Requisitos das tarefas ▸
[1] Traduza para o inglês esta frase do texto sobre o julgamento do mensalão: "Nesse tom, Gilmar Mendes, Marco Aurélio Mello, Celso de Mello e Joaquim Barbosa criticaram a posição dos colegas que disseram não ter visto a união de pessoas para cometer um crime, um dos fundamentos da acusação de quadrilha."
[2] Reproduza sem alterações a passagem do texto sobre o julgamento do mensalão que vai de "Os votos dos" até "acusação de quadrilha.".

Trecho fornecido ▸
Os votos dos últimos quatro ministros do Supremo Tribunal Federal
(STF) na análise dos recursos dos condenados por formação de quadrilha
no julgamento do mensalão podem ser resumidos em uma palavra:
indignação. Nesse tom, Gilmar Mendes, Marco Aurélio Mello, Celso de
Mello e Joaquim Barbosa criticaram a posição dos colegas que disseram
não ter visto a união de pessoas para cometer um crime, um dos
fundamentos da acusação de quadrilha.
Último a votar, o presidente da Corte, Joaquim Barbosa, iniciou sua fala
criticando a decisão final a que se chegou na manhã desta quinta-feira.
Segundo ele, criou-se uma "maiora de circustância" e "sob medida" para
derrubar um "trabalho primoroso" feito durante o julgamento. "Primeiro
inventou-se recurso regimental à margem da lei com objetivo de anular a
decisão já tomada", disse, referindo-se à possibilidade, acatada pela
primeira vez no STF, de se acolher embargos infringentes para votações
apertadas.

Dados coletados
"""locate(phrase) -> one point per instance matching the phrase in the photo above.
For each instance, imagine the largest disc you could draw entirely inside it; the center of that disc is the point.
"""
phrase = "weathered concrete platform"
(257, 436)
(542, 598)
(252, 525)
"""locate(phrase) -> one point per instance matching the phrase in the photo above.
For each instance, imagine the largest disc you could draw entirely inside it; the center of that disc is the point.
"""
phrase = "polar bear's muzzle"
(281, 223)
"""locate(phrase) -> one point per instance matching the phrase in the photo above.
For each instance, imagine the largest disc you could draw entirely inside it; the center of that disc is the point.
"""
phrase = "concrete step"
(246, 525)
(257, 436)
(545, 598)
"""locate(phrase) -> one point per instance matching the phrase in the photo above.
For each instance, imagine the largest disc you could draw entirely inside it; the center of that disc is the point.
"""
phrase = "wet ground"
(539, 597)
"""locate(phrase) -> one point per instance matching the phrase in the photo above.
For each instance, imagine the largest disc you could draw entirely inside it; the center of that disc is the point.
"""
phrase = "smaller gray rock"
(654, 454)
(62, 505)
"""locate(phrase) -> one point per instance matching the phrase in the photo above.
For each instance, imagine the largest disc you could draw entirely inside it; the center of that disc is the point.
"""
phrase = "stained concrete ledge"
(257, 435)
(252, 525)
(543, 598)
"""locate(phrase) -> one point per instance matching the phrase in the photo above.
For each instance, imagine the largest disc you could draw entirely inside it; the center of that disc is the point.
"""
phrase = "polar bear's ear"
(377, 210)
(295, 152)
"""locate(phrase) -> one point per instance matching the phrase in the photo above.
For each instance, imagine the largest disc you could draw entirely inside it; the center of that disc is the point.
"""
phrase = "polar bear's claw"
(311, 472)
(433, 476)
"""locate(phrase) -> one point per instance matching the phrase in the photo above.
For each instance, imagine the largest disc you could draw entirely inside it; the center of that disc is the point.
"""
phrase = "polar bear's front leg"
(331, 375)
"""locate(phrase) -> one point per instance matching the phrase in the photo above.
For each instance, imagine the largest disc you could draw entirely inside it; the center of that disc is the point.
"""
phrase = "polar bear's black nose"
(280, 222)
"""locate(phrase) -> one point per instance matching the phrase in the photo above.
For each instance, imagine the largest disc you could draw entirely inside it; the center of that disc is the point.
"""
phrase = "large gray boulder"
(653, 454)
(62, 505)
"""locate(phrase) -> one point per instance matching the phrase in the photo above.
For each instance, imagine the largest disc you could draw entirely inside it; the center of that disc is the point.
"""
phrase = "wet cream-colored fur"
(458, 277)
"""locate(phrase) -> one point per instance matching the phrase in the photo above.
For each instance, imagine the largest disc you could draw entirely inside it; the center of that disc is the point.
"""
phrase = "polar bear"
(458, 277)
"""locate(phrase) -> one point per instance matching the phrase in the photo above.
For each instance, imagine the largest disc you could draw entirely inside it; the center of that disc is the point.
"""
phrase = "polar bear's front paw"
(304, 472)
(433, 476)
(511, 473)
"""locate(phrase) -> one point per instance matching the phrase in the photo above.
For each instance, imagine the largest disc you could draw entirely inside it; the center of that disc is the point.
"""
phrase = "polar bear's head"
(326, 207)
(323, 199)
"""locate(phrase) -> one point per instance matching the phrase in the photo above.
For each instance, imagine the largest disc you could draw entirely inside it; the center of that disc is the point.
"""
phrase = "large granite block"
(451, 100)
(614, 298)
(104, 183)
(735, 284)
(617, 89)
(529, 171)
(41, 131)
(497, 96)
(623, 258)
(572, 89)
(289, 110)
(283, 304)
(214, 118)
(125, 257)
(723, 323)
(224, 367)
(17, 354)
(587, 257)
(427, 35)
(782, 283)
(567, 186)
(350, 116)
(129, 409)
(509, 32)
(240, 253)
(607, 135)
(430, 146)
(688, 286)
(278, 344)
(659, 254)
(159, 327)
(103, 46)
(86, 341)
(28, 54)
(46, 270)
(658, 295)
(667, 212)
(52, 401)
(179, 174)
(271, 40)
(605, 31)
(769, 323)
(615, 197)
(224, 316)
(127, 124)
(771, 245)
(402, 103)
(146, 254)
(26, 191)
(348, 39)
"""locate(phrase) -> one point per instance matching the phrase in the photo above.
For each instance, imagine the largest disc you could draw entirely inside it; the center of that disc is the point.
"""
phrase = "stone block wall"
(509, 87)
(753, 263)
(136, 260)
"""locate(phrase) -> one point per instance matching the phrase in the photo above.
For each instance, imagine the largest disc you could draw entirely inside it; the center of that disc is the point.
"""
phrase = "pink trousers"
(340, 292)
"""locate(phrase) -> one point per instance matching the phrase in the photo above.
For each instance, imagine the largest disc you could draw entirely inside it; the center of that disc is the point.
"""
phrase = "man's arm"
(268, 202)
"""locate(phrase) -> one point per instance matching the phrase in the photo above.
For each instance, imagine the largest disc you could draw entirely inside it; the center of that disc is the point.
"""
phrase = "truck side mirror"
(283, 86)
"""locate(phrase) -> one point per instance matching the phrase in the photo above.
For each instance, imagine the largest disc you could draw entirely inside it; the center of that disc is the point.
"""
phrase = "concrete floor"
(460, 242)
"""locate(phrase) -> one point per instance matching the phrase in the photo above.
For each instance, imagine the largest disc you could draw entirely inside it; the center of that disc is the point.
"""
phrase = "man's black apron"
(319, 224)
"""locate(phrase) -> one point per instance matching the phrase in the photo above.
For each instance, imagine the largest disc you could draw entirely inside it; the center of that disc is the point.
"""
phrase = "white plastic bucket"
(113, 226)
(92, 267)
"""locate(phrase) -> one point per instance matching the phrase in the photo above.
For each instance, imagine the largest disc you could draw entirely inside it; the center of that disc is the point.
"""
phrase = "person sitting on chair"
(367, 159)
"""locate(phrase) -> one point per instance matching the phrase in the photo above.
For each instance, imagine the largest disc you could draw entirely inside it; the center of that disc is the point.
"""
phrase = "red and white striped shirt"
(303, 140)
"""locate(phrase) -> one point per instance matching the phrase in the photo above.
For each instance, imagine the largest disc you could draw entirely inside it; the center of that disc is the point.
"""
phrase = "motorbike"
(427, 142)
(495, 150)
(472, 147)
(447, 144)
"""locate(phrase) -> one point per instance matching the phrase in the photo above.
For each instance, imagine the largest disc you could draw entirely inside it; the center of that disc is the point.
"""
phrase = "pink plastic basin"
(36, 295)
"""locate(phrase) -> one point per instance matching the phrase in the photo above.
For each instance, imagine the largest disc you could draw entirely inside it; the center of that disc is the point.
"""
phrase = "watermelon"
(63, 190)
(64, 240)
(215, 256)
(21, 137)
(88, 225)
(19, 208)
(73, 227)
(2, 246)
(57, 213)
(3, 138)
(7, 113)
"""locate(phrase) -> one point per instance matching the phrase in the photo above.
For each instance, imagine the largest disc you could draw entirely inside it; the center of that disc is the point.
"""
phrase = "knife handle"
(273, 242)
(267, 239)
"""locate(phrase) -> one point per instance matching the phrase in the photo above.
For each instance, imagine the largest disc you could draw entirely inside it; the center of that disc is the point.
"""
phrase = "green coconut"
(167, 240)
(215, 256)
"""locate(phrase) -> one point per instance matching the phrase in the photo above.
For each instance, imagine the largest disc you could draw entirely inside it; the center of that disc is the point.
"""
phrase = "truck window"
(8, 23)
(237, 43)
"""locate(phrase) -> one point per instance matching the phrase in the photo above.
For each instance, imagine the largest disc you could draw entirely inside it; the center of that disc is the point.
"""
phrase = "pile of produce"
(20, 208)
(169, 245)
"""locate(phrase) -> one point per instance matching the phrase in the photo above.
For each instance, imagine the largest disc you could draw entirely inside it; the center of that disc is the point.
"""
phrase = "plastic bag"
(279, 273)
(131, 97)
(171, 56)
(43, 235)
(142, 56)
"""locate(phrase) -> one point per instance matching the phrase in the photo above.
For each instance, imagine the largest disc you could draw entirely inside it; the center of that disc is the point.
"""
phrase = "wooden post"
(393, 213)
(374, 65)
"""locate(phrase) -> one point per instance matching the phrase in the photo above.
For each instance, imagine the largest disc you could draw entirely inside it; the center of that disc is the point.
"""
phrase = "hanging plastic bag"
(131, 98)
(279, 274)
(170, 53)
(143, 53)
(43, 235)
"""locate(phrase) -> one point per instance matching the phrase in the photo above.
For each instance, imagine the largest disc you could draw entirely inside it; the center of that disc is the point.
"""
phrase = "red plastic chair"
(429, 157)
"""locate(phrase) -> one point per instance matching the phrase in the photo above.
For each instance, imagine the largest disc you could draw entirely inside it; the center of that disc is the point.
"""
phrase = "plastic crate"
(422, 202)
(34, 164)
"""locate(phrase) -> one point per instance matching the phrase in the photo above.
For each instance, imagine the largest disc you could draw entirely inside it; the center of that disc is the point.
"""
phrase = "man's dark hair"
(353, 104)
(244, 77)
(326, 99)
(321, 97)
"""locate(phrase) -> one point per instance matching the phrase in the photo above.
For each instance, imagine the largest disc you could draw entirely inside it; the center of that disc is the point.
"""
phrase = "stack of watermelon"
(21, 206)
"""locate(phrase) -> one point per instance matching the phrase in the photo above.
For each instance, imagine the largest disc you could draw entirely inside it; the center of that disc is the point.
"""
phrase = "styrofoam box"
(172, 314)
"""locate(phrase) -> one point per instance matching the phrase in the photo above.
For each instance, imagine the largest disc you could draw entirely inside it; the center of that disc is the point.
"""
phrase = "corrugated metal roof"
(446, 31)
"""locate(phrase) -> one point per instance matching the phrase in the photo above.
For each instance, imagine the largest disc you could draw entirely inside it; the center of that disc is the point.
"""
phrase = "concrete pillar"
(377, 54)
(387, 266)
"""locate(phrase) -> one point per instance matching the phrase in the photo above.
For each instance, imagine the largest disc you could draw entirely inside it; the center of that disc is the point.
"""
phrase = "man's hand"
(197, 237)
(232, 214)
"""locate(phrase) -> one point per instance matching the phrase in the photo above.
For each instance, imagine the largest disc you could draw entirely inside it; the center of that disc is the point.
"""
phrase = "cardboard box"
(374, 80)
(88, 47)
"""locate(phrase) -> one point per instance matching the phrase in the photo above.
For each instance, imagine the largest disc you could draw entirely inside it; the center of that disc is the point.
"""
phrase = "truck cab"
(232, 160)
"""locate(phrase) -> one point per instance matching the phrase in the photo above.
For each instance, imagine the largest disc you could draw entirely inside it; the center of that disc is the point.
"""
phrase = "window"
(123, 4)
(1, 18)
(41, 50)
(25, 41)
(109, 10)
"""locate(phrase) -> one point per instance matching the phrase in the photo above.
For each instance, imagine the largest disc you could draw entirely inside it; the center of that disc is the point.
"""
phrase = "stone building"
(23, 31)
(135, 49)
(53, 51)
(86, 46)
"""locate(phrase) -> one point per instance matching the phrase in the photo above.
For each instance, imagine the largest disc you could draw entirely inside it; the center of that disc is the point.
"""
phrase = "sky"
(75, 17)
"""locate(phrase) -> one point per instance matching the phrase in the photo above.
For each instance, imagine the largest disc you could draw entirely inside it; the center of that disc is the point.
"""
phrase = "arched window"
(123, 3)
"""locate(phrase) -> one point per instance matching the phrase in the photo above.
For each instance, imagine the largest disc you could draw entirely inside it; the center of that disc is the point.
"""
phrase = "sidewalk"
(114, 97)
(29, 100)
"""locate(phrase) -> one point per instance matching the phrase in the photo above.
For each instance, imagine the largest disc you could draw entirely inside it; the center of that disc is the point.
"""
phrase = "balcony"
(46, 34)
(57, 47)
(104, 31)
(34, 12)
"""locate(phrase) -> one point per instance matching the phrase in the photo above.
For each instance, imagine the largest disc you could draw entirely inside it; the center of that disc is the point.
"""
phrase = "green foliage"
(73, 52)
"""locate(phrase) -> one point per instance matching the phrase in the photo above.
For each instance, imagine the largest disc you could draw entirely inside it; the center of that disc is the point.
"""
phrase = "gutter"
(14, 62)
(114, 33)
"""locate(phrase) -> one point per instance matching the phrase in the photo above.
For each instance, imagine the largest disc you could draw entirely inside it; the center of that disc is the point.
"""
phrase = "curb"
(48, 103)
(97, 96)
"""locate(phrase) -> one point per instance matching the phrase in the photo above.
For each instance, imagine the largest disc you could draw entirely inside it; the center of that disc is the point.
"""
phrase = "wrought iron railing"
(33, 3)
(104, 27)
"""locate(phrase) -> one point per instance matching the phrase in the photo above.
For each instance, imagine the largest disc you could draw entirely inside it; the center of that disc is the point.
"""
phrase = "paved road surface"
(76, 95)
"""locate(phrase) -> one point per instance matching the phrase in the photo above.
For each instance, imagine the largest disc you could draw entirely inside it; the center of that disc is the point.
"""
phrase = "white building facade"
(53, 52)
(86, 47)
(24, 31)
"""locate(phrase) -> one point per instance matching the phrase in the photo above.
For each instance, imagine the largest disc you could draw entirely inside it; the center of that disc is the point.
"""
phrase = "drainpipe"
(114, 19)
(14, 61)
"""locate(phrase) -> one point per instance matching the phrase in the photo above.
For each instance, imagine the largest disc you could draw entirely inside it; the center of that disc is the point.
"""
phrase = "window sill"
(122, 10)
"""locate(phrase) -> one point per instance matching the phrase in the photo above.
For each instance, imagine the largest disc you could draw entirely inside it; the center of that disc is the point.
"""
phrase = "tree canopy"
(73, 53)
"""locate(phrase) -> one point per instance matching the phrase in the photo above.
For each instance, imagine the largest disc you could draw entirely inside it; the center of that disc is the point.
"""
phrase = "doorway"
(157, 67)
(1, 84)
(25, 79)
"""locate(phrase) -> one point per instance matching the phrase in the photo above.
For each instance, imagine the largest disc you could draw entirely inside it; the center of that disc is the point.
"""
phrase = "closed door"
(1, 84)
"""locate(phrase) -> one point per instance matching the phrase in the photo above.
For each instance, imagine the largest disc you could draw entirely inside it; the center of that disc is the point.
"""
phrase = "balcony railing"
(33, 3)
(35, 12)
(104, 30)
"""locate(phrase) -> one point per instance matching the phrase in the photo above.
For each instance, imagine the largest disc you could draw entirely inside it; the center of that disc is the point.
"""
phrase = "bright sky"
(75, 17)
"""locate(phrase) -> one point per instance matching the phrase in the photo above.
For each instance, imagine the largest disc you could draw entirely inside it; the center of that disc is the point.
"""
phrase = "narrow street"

Conjunto de respostas ▸
[1] In this tone, Gilmar Mendes, Marco Aurélio Mello, Celso de Mello and Joaquim Barbosa criticized the position of their colleagues who said they had not seen people joining together to commit a crime, one of the grounds for the criminal conspiracy charge.

[2]
Os votos dos últimos quatro ministros do Supremo Tribunal Federal
(STF) na análise dos recursos dos condenados por formação de quadrilha
no julgamento do mensalão podem ser resumidos em uma palavra:
indignação. Nesse tom, Gilmar Mendes, Marco Aurélio Mello, Celso de
Mello e Joaquim Barbosa criticaram a posição dos colegas que disseram
não ter visto a união de pessoas para cometer um crime, um dos
fundamentos da acusação de quadrilha.